----- EXTRAIT DE PAGE -----

HANS HOLMER, RESPONSABLE DE L'ENQUÊTE SUR L'ASSASSINAT
D'OLOF
PALME MONTRE DEUX REVOLVERS SMITH & WESSON 357 
PHOTO HAKAN RODEN
Dans son propre pays, ce transfuge de classe – il était d’extraction aristocratique – avait consolidé le modèle de protection sociale et de redistribution égalitaire, suscitant l’ire du magazine conservateur Contra, qui avait transformé son visage en cible pour fléchettes.


OLOF PALME EN 1985. PHOTO INGRID ROSSI
Malgré tout, Olof Palme ne craignait rien : dans la paisible Suède, le dernier assassinat politique remontait à 1792, quand le roi Gustave III succomba sous les balles de nobles conjurés lors d’un bal masqué à l’Opéra. Olof Palme a eu tort. À la nuit tombée, ce soir de février 1986, il est mort, en plein centre de Stockholm, abattu d’une balle de magnum 357.

-----

**CONSIGNE DONNÉE 1:** Recopiez le passage de l'extrait de page situé entre « HANS HOLMER, RESPONSABLE » et « cible pour fléchettes. », ces deux passages compris.
**CONSIGNE DONNÉE 2:** D'après l'extrait de page, quel magazine avait transformé le visage d'Olof Palme en cible pour fléchettes ?
**CONSIGNE DONNÉE 3:** Traduisez en anglais la phrase suivante de l'extrait de page : « À la nuit tombée, ce soir de février 1986, il est mort, en plein centre de Stockholm, abattu d’une balle de magnum 357. »

----- INFORMATIONS AFFICHÉES -----

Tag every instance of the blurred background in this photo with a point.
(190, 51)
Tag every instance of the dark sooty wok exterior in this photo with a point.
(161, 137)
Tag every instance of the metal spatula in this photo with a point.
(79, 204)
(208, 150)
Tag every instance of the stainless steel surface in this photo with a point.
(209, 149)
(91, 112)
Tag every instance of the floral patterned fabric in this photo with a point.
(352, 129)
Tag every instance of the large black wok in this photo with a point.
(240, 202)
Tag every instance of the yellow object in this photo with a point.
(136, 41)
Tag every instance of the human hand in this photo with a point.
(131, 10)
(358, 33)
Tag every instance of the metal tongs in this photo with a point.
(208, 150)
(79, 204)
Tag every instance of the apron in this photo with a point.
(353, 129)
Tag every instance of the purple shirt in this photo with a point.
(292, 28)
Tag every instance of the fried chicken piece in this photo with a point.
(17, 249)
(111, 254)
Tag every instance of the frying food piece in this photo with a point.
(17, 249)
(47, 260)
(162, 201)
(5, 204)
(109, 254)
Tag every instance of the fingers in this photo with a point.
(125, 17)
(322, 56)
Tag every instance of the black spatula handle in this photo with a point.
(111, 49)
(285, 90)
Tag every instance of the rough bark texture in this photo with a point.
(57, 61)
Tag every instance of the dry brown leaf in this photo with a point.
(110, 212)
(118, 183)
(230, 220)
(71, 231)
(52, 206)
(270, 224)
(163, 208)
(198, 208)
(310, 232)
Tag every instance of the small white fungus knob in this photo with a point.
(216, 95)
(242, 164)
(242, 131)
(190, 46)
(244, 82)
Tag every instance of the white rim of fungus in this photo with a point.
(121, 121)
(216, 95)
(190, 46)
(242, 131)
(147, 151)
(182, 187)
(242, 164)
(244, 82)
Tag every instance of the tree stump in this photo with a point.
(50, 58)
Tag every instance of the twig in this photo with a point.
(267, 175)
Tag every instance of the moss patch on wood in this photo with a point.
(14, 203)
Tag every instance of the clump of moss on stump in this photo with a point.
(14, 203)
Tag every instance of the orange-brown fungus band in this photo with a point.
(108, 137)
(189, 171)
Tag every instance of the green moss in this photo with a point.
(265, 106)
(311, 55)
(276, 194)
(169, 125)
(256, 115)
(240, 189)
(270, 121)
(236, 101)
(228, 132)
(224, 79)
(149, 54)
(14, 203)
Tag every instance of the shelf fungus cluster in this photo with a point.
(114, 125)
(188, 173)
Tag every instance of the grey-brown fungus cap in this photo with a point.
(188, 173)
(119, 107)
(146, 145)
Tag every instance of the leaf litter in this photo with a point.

-----

**RÉPONSE ATTENDUE 1:**
HANS HOLMER, RESPONSABLE DE L'ENQUÊTE SUR L'ASSASSINAT
D'OLOF
PALME MONTRE DEUX REVOLVERS SMITH & WESSON 357 
PHOTO HAKAN RODEN
Dans son propre pays, ce transfuge de classe – il était d’extraction aristocratique – avait consolidé le modèle de protection sociale et de redistribution égalitaire, suscitant l’ire du magazine conservateur Contra, qui avait transformé son visage en cible pour fléchettes.

**RÉPONSE ATTENDUE 2:** Le magazine conservateur Contra.

**RÉPONSE ATTENDUE 3:** At nightfall, that February evening in 1986, he died in the very center of Stockholm, shot down with a 357 magnum bullet.